Work to be completed ::
The records that follow need to be printed exactly. Leave out each image.

Records shown ::
┄┄┄┄┄┄

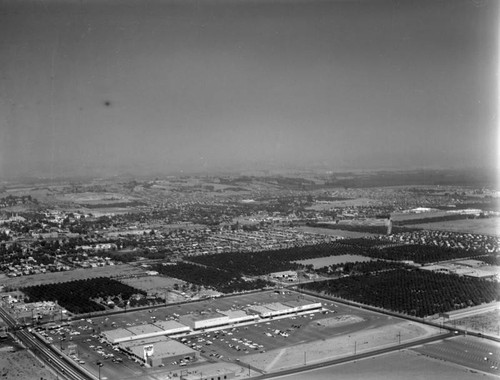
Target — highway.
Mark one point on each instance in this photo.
(350, 358)
(42, 350)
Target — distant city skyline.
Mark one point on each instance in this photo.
(109, 87)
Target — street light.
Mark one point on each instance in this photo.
(99, 365)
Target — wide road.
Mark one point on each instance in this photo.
(44, 352)
(363, 355)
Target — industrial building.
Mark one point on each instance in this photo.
(159, 328)
(216, 371)
(275, 309)
(158, 350)
(204, 320)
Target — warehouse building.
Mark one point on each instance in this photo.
(159, 328)
(216, 371)
(158, 350)
(238, 316)
(204, 320)
(275, 309)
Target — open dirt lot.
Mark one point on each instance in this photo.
(19, 363)
(395, 366)
(338, 346)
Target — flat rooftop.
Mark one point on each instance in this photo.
(162, 348)
(233, 314)
(144, 329)
(112, 335)
(170, 325)
(202, 317)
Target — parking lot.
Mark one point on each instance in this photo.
(81, 342)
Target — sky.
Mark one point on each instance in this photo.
(115, 86)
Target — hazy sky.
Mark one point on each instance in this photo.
(123, 85)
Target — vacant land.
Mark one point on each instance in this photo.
(395, 366)
(333, 260)
(340, 346)
(19, 363)
(490, 226)
(471, 352)
(488, 323)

┄┄┄┄┄┄

Exercise response ::
Target — highway.
Mark one point on each instance in this photo.
(350, 358)
(42, 350)
Target — distant city skyline.
Mark one point on each instance in this photo.
(109, 87)
Target — street light.
Mark one point on each instance in this photo.
(99, 365)
Target — wide road.
Mark one point on each instance in this photo.
(44, 352)
(363, 355)
Target — industrial building.
Mark one point on each instance in this photo.
(159, 328)
(216, 371)
(275, 309)
(158, 350)
(204, 320)
Target — warehouse building.
Mark one point on each instance in this photo.
(159, 328)
(216, 371)
(158, 350)
(238, 316)
(204, 320)
(275, 309)
Target — open dirt lot.
Mark one point on each instance in this photo.
(19, 363)
(395, 366)
(338, 346)
Target — flat rooftop.
Mark one point on each instance in this photo.
(162, 348)
(233, 314)
(144, 329)
(112, 335)
(170, 325)
(202, 317)
Target — parking lot.
Mark one point on each instance in this photo.
(81, 342)
Target — sky.
Mark one point on each instance in this photo.
(115, 86)
Target — hazy sky.
Mark one point on each instance in this photo.
(123, 85)
Target — vacant land.
Mark one point on each instance in this photo.
(395, 366)
(333, 260)
(340, 346)
(19, 363)
(490, 226)
(471, 352)
(488, 323)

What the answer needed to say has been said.